---------- Supplied records

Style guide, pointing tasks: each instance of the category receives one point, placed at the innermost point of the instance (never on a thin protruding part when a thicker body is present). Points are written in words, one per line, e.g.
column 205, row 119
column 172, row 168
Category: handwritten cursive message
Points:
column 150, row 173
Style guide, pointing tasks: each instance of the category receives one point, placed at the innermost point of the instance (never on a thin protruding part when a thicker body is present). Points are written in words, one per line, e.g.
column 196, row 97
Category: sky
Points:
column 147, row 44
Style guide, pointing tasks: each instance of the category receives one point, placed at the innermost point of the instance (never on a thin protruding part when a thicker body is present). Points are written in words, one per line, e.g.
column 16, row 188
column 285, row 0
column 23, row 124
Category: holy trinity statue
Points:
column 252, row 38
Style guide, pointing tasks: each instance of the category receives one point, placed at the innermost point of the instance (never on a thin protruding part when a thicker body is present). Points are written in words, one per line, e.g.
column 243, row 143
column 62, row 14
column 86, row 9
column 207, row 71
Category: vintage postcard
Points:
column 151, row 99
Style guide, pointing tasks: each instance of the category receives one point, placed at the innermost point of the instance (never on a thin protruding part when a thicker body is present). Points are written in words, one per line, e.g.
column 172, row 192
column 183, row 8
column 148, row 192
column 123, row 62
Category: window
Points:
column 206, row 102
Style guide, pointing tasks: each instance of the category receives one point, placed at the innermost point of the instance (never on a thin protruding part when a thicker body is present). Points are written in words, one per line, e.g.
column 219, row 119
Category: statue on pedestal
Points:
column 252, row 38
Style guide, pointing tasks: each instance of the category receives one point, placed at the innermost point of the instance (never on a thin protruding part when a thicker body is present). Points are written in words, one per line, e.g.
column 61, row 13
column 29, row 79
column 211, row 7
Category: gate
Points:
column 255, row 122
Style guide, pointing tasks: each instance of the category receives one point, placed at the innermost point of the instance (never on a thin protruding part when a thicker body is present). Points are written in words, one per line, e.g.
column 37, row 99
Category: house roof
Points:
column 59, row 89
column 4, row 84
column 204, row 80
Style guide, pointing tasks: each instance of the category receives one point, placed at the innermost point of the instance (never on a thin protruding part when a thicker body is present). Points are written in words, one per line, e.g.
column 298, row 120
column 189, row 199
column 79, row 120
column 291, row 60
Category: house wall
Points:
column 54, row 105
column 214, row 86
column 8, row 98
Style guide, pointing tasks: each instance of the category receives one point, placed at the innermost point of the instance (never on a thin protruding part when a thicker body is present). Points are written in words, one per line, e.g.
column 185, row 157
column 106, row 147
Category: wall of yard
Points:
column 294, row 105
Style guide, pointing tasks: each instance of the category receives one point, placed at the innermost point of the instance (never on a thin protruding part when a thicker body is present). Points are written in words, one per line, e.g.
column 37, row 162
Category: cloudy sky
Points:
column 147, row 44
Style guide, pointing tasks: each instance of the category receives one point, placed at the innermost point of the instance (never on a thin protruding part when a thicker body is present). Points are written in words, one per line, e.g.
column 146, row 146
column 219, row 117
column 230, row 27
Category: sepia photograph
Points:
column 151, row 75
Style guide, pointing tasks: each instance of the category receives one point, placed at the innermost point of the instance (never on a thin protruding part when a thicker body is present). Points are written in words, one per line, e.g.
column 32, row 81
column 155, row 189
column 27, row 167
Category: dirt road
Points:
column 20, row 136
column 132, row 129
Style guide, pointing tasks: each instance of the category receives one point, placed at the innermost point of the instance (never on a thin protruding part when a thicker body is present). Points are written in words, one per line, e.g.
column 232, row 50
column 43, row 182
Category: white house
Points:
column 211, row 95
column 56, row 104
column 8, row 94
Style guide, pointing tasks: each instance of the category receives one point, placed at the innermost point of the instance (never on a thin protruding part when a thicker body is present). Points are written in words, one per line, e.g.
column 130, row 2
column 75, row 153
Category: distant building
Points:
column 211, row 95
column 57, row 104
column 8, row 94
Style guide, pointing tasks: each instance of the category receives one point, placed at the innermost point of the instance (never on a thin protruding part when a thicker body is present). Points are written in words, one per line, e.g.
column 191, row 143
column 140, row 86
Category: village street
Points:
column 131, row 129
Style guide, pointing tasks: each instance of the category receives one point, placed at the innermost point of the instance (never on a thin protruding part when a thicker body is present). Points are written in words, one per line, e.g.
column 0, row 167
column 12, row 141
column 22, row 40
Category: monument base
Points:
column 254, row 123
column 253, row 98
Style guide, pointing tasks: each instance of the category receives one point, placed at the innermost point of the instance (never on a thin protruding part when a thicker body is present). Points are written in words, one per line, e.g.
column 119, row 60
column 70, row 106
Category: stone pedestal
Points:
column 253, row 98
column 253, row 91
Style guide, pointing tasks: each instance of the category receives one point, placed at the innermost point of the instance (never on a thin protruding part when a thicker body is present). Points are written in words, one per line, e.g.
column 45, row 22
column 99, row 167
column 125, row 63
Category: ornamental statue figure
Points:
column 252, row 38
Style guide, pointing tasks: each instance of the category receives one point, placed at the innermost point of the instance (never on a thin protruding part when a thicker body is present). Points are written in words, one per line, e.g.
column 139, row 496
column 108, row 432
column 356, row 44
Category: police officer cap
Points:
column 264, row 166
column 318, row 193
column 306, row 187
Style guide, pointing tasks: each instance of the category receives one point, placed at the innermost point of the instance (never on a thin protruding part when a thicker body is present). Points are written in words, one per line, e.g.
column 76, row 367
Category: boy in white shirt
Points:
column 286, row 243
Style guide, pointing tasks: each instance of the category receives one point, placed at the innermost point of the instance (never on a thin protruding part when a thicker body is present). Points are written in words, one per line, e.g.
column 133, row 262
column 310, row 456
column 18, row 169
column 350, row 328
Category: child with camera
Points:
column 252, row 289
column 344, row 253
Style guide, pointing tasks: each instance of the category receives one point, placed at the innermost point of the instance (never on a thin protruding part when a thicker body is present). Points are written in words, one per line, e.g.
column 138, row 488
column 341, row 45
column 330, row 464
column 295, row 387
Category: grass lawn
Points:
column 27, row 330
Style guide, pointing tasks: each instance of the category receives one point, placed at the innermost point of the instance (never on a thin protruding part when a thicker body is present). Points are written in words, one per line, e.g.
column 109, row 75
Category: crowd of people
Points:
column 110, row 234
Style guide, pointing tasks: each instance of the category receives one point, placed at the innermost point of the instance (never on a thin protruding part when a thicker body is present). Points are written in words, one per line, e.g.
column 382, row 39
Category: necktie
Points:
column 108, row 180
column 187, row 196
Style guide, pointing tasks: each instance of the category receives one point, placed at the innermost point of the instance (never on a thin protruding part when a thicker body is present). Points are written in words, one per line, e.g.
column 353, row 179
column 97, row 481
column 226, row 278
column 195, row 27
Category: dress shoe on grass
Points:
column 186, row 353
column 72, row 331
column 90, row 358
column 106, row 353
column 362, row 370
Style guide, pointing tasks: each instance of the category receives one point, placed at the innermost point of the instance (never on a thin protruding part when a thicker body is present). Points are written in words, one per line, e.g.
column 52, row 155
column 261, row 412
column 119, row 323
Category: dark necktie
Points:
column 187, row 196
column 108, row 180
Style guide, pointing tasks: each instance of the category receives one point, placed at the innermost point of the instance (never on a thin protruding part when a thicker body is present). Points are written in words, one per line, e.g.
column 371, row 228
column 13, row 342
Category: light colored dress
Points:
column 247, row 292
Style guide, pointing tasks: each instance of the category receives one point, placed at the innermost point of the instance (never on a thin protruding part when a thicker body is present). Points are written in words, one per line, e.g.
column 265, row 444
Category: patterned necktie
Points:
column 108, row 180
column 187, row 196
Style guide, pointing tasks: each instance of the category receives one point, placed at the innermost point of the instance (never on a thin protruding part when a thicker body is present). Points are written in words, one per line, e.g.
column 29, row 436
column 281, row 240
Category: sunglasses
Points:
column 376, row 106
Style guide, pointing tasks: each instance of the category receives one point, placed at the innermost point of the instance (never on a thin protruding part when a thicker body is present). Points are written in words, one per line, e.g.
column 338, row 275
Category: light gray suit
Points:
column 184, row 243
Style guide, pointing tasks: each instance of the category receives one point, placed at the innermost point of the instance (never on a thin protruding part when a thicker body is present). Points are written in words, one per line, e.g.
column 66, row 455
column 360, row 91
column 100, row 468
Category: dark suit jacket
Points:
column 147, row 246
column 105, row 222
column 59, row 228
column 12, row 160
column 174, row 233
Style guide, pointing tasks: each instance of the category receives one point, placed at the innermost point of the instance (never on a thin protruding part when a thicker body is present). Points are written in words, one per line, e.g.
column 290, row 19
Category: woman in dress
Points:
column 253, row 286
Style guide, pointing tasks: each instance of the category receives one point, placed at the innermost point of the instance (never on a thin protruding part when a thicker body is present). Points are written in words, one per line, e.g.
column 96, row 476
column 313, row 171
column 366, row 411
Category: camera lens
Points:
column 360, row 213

--------------------
---------- Supplied records

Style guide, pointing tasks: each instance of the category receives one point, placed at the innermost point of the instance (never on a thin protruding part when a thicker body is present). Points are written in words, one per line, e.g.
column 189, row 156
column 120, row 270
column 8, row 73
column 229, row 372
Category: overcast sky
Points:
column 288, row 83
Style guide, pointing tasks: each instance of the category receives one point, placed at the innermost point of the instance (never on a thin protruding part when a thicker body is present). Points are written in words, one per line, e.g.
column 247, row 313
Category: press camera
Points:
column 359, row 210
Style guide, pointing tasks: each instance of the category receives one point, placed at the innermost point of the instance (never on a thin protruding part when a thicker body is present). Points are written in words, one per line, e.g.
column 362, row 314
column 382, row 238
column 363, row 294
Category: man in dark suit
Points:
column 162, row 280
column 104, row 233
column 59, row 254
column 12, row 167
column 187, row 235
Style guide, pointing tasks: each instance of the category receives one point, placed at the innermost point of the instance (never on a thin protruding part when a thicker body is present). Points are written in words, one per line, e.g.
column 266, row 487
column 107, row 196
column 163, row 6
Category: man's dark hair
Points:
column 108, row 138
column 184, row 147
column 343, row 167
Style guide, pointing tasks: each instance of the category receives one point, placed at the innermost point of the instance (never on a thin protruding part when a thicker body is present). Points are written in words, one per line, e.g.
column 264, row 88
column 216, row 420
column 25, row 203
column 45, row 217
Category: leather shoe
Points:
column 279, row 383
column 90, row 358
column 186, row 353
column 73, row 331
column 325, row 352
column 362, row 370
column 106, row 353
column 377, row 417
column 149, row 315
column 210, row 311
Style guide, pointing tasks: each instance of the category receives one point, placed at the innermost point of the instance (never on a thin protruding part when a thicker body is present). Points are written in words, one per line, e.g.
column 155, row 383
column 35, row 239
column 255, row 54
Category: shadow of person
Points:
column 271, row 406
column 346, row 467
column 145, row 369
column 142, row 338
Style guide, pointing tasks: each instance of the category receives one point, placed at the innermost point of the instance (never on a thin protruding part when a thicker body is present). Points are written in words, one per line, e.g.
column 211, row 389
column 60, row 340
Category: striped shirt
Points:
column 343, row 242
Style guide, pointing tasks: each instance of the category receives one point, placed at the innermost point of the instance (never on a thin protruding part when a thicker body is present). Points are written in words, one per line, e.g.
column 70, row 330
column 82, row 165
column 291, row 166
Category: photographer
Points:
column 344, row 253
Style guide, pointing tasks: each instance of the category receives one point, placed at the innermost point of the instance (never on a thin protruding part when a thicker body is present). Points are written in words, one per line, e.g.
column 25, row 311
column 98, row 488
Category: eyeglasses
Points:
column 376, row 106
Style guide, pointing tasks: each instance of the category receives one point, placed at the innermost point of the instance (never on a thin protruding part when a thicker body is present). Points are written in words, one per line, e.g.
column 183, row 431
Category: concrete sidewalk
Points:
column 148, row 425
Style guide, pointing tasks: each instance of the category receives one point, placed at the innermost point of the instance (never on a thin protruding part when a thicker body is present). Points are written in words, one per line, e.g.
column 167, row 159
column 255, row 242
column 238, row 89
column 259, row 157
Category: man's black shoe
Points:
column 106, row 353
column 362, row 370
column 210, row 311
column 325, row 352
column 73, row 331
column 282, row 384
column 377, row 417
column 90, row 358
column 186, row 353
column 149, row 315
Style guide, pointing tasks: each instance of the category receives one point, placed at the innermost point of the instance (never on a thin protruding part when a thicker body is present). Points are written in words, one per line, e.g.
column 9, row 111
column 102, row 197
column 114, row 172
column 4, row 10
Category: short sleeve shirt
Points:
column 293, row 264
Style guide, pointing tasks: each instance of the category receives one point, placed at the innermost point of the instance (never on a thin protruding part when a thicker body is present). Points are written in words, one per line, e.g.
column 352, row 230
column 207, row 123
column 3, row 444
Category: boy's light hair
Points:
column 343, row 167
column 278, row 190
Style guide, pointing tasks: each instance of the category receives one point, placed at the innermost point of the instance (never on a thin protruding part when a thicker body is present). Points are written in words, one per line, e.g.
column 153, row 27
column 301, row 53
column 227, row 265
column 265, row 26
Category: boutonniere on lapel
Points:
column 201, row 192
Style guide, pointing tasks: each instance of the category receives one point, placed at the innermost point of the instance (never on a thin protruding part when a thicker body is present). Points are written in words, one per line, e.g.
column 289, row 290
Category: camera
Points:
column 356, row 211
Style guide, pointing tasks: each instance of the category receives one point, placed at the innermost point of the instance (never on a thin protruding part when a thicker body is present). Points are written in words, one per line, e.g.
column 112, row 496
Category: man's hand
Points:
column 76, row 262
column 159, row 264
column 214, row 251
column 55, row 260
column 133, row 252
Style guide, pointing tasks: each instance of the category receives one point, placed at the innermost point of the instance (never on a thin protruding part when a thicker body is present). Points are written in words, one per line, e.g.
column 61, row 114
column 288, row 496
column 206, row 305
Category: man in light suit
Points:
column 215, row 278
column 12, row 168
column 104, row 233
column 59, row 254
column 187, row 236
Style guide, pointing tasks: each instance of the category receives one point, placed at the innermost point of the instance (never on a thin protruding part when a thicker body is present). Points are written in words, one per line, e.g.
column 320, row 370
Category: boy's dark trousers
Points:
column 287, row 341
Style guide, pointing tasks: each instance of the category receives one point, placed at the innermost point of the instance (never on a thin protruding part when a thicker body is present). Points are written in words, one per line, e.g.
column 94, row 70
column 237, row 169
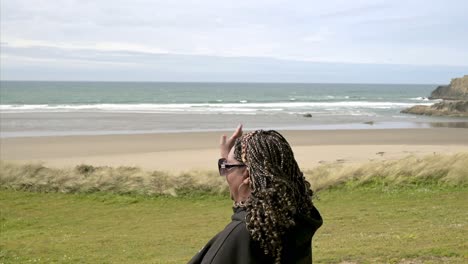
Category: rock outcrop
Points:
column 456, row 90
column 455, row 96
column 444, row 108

--------------------

(Written instruction)
Please gather every line of the records above that contains the string "suit" and copy each one out. Case counts.

(Complete response)
Category: light gray suit
Category: dark suit jacket
Category: man in dark suit
Category: man in light suit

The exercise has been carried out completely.